Exclude all pictures, then write out exactly the lines below from the first one through the line with "# each instance of the snow-dusted".

[Point localization data]

──────────────────────────────

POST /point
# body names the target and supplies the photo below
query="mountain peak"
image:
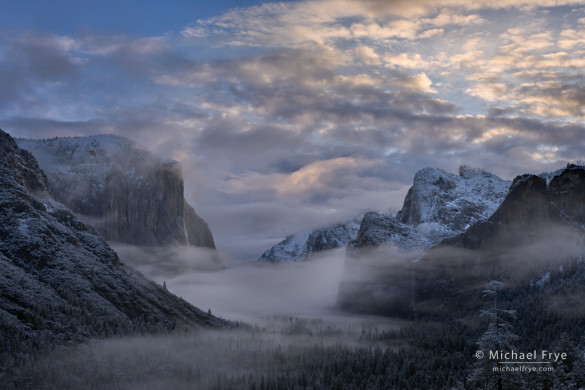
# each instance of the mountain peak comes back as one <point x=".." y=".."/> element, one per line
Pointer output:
<point x="129" y="194"/>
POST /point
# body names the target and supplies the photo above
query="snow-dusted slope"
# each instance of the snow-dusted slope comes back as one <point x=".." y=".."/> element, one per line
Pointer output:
<point x="126" y="192"/>
<point x="300" y="246"/>
<point x="438" y="205"/>
<point x="449" y="204"/>
<point x="59" y="280"/>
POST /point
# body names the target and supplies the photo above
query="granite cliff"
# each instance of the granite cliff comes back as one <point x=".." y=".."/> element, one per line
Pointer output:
<point x="128" y="194"/>
<point x="59" y="280"/>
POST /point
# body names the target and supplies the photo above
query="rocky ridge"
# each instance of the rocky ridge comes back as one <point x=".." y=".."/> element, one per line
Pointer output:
<point x="128" y="194"/>
<point x="59" y="280"/>
<point x="437" y="206"/>
<point x="300" y="246"/>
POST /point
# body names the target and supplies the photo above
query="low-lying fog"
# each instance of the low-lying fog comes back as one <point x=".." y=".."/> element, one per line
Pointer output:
<point x="289" y="315"/>
<point x="242" y="291"/>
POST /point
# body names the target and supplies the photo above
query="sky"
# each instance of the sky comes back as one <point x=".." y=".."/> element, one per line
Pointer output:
<point x="292" y="115"/>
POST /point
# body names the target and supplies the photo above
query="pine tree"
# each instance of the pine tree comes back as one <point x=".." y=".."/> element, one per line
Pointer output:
<point x="497" y="337"/>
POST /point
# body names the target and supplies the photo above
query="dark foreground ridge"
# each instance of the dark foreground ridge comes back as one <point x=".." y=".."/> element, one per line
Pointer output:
<point x="59" y="280"/>
<point x="126" y="192"/>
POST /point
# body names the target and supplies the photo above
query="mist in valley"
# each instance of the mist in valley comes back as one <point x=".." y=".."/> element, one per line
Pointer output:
<point x="289" y="332"/>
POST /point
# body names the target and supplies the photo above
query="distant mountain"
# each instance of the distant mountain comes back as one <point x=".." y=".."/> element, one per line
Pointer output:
<point x="59" y="280"/>
<point x="538" y="228"/>
<point x="437" y="206"/>
<point x="299" y="247"/>
<point x="127" y="193"/>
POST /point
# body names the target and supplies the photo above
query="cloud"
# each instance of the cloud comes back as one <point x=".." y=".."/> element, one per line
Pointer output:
<point x="287" y="115"/>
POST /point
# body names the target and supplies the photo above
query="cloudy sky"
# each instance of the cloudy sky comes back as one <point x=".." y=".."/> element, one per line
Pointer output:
<point x="289" y="115"/>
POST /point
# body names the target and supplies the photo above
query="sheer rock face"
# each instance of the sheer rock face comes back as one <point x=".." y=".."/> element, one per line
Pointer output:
<point x="530" y="208"/>
<point x="537" y="227"/>
<point x="128" y="194"/>
<point x="438" y="205"/>
<point x="60" y="280"/>
<point x="451" y="202"/>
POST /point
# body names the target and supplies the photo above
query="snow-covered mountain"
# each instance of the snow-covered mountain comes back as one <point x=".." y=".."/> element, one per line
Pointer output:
<point x="538" y="229"/>
<point x="127" y="193"/>
<point x="300" y="246"/>
<point x="437" y="206"/>
<point x="59" y="280"/>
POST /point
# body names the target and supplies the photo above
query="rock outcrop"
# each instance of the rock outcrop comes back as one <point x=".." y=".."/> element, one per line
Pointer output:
<point x="128" y="194"/>
<point x="59" y="280"/>
<point x="538" y="227"/>
<point x="299" y="247"/>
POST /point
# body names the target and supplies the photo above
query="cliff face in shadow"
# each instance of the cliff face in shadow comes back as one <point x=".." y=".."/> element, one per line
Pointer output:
<point x="128" y="194"/>
<point x="60" y="281"/>
<point x="537" y="230"/>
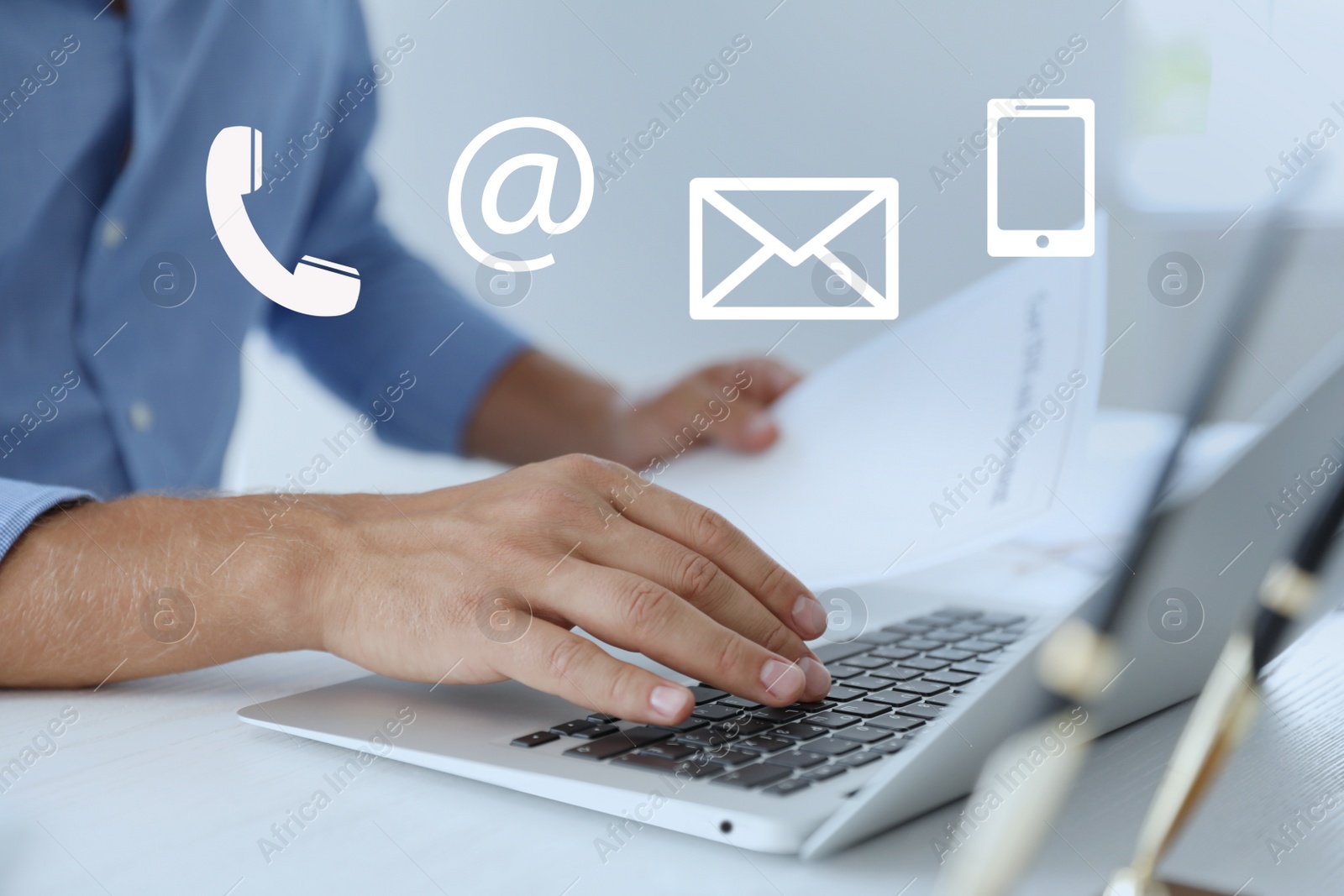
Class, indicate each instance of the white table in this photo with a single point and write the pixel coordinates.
(156, 788)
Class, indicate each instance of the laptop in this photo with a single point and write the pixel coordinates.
(920, 698)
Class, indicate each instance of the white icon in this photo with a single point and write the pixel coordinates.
(879, 305)
(316, 286)
(541, 210)
(1021, 241)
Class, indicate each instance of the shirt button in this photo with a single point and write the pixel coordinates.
(141, 418)
(113, 234)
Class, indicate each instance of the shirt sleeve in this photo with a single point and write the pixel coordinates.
(22, 503)
(409, 324)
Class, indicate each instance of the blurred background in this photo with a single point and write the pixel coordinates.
(1200, 102)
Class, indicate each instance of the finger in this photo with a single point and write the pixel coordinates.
(633, 613)
(712, 537)
(702, 584)
(558, 661)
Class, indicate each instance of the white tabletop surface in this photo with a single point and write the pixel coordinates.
(158, 788)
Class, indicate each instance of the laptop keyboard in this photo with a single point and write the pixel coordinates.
(887, 687)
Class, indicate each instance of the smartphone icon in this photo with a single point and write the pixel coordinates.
(315, 286)
(1042, 170)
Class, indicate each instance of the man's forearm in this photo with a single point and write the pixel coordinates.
(154, 584)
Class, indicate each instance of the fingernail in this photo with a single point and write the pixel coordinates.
(817, 678)
(783, 680)
(669, 701)
(759, 426)
(808, 616)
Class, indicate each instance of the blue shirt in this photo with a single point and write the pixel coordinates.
(105, 125)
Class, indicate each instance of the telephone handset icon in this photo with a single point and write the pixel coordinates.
(316, 286)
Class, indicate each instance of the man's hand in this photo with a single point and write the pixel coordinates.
(539, 409)
(474, 584)
(722, 405)
(483, 582)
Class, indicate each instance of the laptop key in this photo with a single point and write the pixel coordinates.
(687, 725)
(958, 613)
(882, 637)
(909, 627)
(706, 738)
(534, 739)
(867, 683)
(921, 644)
(893, 699)
(952, 654)
(570, 727)
(1000, 618)
(672, 752)
(734, 757)
(895, 723)
(860, 759)
(799, 731)
(797, 759)
(832, 720)
(765, 743)
(832, 747)
(864, 734)
(593, 732)
(757, 775)
(835, 652)
(897, 673)
(716, 712)
(953, 679)
(922, 688)
(776, 715)
(891, 653)
(669, 766)
(925, 664)
(816, 705)
(864, 663)
(864, 710)
(618, 743)
(734, 728)
(786, 788)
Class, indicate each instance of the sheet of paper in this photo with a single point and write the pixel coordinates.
(944, 434)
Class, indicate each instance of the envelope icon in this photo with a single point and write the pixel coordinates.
(707, 302)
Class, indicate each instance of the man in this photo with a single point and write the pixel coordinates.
(105, 121)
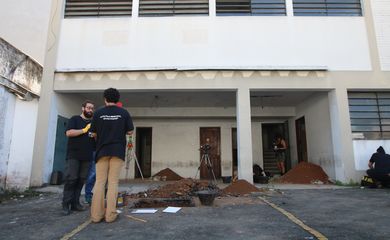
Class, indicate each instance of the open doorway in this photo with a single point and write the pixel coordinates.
(144, 152)
(300, 128)
(234, 151)
(214, 136)
(269, 133)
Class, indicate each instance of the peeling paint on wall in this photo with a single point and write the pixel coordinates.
(19, 69)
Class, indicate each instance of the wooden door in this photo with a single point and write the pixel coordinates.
(213, 134)
(144, 152)
(301, 139)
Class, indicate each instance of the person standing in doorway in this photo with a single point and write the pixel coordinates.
(110, 125)
(280, 148)
(79, 154)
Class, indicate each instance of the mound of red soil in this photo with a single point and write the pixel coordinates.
(240, 187)
(168, 175)
(305, 173)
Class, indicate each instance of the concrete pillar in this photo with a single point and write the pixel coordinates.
(47, 113)
(21, 151)
(244, 135)
(341, 135)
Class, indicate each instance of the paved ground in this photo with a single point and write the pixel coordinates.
(342, 213)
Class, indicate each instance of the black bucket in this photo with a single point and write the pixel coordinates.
(206, 197)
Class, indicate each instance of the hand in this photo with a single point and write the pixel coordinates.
(86, 128)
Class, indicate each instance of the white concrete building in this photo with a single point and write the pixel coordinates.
(23, 33)
(316, 73)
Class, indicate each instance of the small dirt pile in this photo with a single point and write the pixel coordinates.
(305, 173)
(179, 189)
(167, 175)
(240, 187)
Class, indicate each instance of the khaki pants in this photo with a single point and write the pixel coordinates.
(107, 168)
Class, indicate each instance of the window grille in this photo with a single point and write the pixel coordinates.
(251, 7)
(327, 8)
(97, 8)
(370, 114)
(173, 7)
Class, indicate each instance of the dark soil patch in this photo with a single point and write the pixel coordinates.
(305, 173)
(168, 175)
(240, 187)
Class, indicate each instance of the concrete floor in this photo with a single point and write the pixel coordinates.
(335, 212)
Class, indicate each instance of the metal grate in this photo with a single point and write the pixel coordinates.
(251, 7)
(370, 114)
(97, 8)
(173, 7)
(327, 8)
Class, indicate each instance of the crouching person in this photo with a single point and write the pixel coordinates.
(379, 167)
(110, 125)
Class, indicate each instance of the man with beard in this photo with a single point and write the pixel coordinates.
(80, 151)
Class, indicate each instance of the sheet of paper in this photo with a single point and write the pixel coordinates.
(145, 210)
(171, 209)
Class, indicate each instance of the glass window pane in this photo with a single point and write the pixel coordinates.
(364, 115)
(363, 108)
(365, 121)
(365, 128)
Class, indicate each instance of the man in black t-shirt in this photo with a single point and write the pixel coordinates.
(109, 126)
(79, 154)
(379, 165)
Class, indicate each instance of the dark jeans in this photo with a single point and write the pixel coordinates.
(384, 178)
(75, 175)
(90, 179)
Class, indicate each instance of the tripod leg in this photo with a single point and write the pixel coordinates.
(197, 171)
(139, 168)
(210, 166)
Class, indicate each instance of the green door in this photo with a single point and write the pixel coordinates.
(61, 145)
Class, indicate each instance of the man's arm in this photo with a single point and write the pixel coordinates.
(77, 132)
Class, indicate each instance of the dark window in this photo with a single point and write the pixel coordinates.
(327, 8)
(370, 114)
(251, 7)
(173, 7)
(97, 8)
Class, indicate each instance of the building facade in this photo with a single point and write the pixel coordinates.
(236, 73)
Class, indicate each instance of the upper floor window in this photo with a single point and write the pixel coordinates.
(251, 7)
(98, 8)
(370, 114)
(327, 8)
(173, 7)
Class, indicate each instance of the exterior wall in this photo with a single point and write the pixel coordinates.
(318, 134)
(23, 133)
(175, 145)
(24, 24)
(335, 43)
(7, 106)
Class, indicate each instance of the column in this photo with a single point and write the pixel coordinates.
(341, 135)
(244, 135)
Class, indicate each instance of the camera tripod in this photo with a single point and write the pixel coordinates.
(206, 159)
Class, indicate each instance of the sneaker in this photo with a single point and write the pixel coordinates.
(88, 201)
(66, 209)
(78, 207)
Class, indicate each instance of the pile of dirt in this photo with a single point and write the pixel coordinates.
(180, 189)
(240, 187)
(167, 175)
(305, 173)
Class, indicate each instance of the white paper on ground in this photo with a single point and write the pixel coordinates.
(171, 209)
(145, 210)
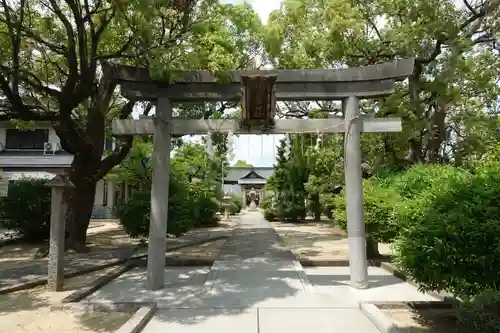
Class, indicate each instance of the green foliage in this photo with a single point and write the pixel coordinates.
(480, 314)
(379, 211)
(454, 234)
(193, 194)
(26, 210)
(420, 177)
(204, 203)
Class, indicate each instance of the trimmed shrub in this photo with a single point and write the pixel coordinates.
(204, 204)
(421, 177)
(379, 212)
(480, 314)
(269, 208)
(26, 210)
(134, 213)
(236, 204)
(451, 239)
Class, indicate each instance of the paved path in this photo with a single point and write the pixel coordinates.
(85, 261)
(255, 286)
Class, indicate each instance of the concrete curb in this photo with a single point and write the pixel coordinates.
(331, 262)
(42, 281)
(142, 312)
(83, 292)
(304, 280)
(378, 318)
(140, 318)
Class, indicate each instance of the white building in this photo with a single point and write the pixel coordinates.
(37, 153)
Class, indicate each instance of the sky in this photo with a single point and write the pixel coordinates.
(258, 150)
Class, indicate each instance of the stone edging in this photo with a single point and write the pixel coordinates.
(384, 324)
(83, 292)
(378, 318)
(142, 312)
(42, 281)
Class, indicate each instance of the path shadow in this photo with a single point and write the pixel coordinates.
(192, 299)
(374, 281)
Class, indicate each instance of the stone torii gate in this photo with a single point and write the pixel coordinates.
(260, 90)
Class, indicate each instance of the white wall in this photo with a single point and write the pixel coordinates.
(101, 211)
(42, 125)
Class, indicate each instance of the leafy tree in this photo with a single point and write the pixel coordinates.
(449, 107)
(52, 69)
(54, 59)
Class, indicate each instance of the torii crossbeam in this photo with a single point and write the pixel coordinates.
(348, 85)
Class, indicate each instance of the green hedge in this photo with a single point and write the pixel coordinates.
(379, 211)
(26, 210)
(269, 208)
(452, 234)
(190, 204)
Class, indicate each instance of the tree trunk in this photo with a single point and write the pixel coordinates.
(80, 200)
(372, 249)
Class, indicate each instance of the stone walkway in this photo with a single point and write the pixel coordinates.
(33, 272)
(257, 286)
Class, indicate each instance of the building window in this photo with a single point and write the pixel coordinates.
(105, 192)
(29, 139)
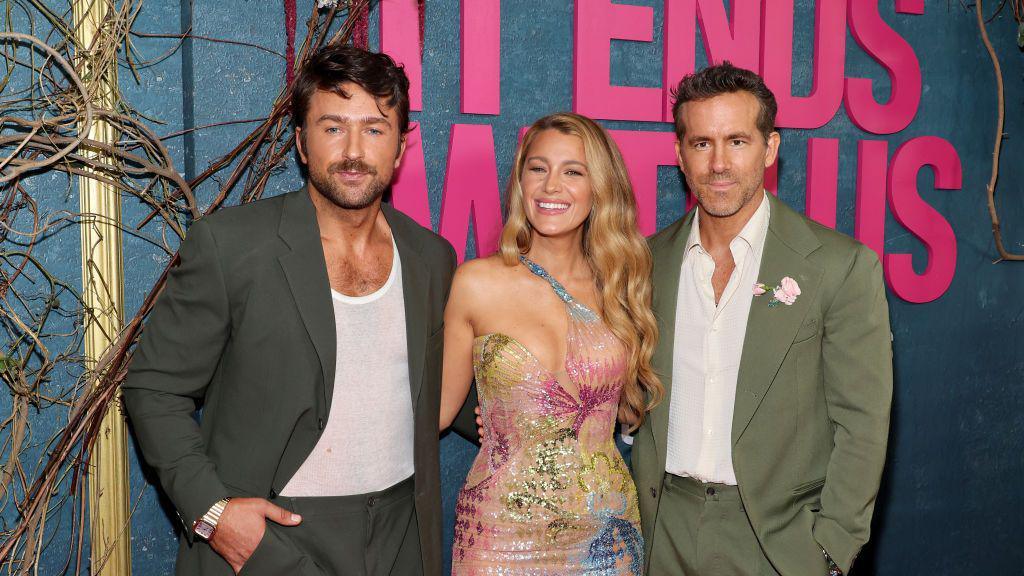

──────────────────────────────

#### [Response]
POST /point
# body names the target and supplies the photo below
query="mountain peak"
image:
# each instance of the mountain peak comes back as one <point x=".." y=".."/> element, one per line
Pointer output:
<point x="129" y="194"/>
POST /point
# body names the target and supplies the photo above
query="snow-dusted slope"
# each instance of the snow-dusted slope comes back as one <point x=".." y=".."/> element, one per line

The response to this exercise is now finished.